**WHAT YOU HAVE TO DO**
Extract the records below character for character, leaving out the pictures.

**GIVEN RECORDS**
---*---

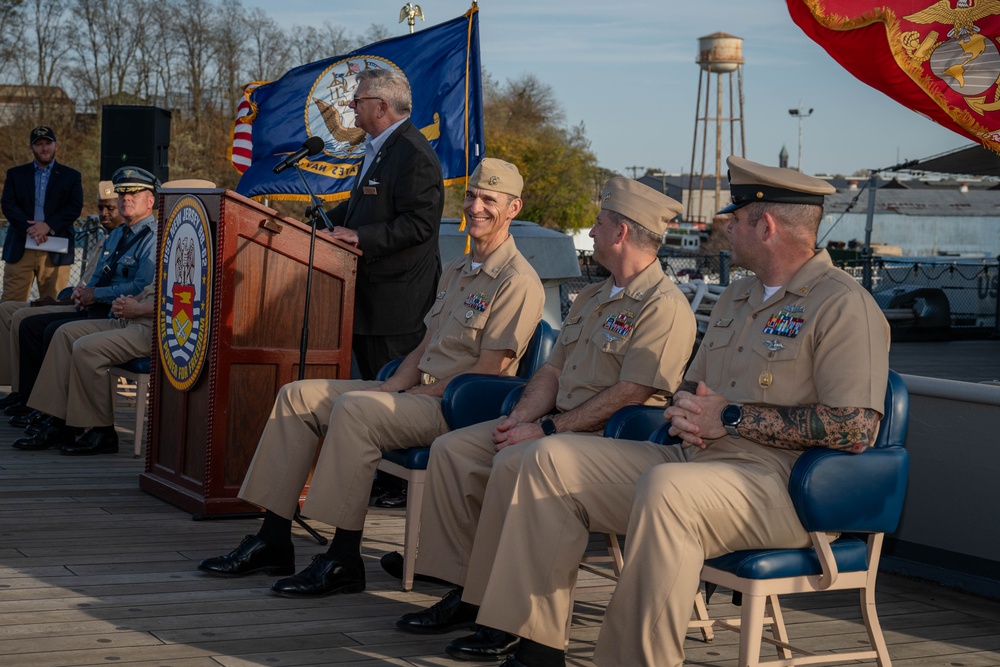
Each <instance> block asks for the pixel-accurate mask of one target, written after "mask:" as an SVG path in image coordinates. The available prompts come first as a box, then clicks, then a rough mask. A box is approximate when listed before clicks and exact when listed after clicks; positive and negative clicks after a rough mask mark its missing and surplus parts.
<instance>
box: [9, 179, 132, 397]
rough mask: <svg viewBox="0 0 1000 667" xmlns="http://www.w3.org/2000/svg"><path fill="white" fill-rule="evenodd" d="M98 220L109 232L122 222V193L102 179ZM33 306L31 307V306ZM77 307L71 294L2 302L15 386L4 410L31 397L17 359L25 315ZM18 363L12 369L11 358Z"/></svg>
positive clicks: (84, 275) (110, 182) (42, 312)
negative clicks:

---*---

**WORKED SOLUTION**
Each <instance> block asks for the pixel-accurate mask of one target, written after "mask:" as an SVG path in image coordinates. The available prompts come first as a box, then clicks, then a rough mask. A box is approximate when listed before clicks and exact when listed after clicks; positive and negative clicks after a rough mask mark its missing and surplus parts.
<instance>
box: [9, 179, 132, 397]
rough mask: <svg viewBox="0 0 1000 667" xmlns="http://www.w3.org/2000/svg"><path fill="white" fill-rule="evenodd" d="M98 220L109 232L122 222V193L102 179ZM33 306L31 307V306ZM77 307L71 294L2 302L15 386L4 410L31 397L17 359L25 315ZM18 363L12 369L11 358Z"/></svg>
positive clicks: (84, 275) (110, 182) (42, 312)
negative clicks:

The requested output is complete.